PASSAGE FOR REVIEW:
____
The SBA Office of Advocacy and higher-education associations submitted comments through OMB's 2025 deregulation solicitation indicating that the original compliance cost estimates understated the burden on small public entities. The Department accepted this revision.
WCAG 2.1 (incorporated by reference) contains hyperlinks to W3C-maintained supplementary materials that can change outside any rulemaking process. The Department flagged this as a fair-notice concern and signaled that future rulemaking may address the standard itself.
Title II creates a private right of action. The Department reasoned that if the original compliance dates took effect before entities could reasonably comply, covered entities would face attorney-fee exposure under 42 USC §12205 even where fundamental-alteration or undue-burden defenses might eventually prevail.
The Department's own Regulatory Impact Analysis estimates the one-year delay at $2.775 billion in present-value cost savings over a ten-year horizon at a 7% discount rate, with approximately 53% of those savings accruing to small entities.
The rule was issued as an Interim Final Rule, bypassing the Administrative Procedure Act's standard notice-and-comment requirement under the "good cause" exception at 5 USC §553(b)(B). The Department is accepting post-publication comments through June 22, 2026. The substantive obligations of the 2024 final rule remain in force; only the compliance dates are amended.
Read the full rule at the Federal Register →
91 FR 20902 · Docket No. CRT150 · AG Order No. 6742-2026 · RIN 1190-AA82
Department of Health and Human Services
A proposed amendment to the HHS Section 504 rule is currently under review at the Office of Information and Regulatory Affairs. The May 11, 2026 first compliance date remains legally operative; no Federal Register notice has been published as of April 23, 2026.
The rule's title on the OIRA docket is "Nondiscrimination on the Basis of Disability by Recipients of Department of Health and Human Services Financial Assistance" — the same rulemaking framework that produced the 2024 Section 504 update. The text has not been published; the scope and extent of any compliance-date amendment are not public as of this writing.
____
(Source data)
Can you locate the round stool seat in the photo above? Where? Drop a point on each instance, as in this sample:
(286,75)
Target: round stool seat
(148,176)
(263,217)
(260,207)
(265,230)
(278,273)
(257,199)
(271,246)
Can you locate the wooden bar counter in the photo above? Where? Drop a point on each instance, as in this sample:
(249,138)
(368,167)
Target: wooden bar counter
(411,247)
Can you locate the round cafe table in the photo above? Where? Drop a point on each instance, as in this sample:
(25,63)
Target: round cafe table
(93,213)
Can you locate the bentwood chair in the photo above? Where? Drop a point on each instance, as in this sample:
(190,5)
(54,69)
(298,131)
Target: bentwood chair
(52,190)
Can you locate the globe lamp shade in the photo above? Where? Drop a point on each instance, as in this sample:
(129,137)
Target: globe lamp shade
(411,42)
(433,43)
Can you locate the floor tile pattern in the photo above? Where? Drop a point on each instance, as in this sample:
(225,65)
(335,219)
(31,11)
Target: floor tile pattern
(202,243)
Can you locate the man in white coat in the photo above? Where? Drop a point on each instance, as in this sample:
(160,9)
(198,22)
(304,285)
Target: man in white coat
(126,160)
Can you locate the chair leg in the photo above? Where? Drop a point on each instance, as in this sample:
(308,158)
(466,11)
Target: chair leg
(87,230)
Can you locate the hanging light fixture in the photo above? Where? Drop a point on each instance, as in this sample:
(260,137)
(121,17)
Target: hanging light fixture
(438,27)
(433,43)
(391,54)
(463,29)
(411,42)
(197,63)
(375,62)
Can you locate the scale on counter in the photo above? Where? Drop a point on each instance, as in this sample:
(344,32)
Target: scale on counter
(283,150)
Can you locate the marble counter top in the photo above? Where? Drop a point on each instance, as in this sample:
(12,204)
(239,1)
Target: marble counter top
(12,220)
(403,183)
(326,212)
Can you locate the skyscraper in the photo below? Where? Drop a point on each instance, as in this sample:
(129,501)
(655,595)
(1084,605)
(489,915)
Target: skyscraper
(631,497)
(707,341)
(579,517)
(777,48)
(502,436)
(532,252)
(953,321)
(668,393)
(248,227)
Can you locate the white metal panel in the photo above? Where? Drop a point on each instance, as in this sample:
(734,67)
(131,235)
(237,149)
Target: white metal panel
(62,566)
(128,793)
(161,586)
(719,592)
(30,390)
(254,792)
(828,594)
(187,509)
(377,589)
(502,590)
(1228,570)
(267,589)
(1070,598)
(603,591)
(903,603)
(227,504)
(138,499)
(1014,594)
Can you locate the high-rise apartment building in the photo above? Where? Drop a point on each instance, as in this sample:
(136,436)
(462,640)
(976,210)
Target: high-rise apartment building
____
TASKS:
A) According to the compliance-date passage, until what date is the Department accepting post-publication comments on the Interim Final Rule?
B) Edit the compliance-date passage starting with "WCAG 2.1 (incorporated" and going on through "the standard itself.", putting "supporting documents" in place of "supplementary materials".
C) List every full date (month, day, and year) that appears in the compliance-date passage.
The rows have no connection to the compliance-date passage.

ANSWERS BY ITEM NUMBER:
A) June 22, 2026

B)
WCAG 2.1 (incorporated by reference) contains hyperlinks to W3C-maintained supporting documents that can change outside any rulemaking process. The Department flagged this as a fair-notice concern and signaled that future rulemaking may address the standard itself.

C) June 22, 2026; May 11, 2026; April 23, 2026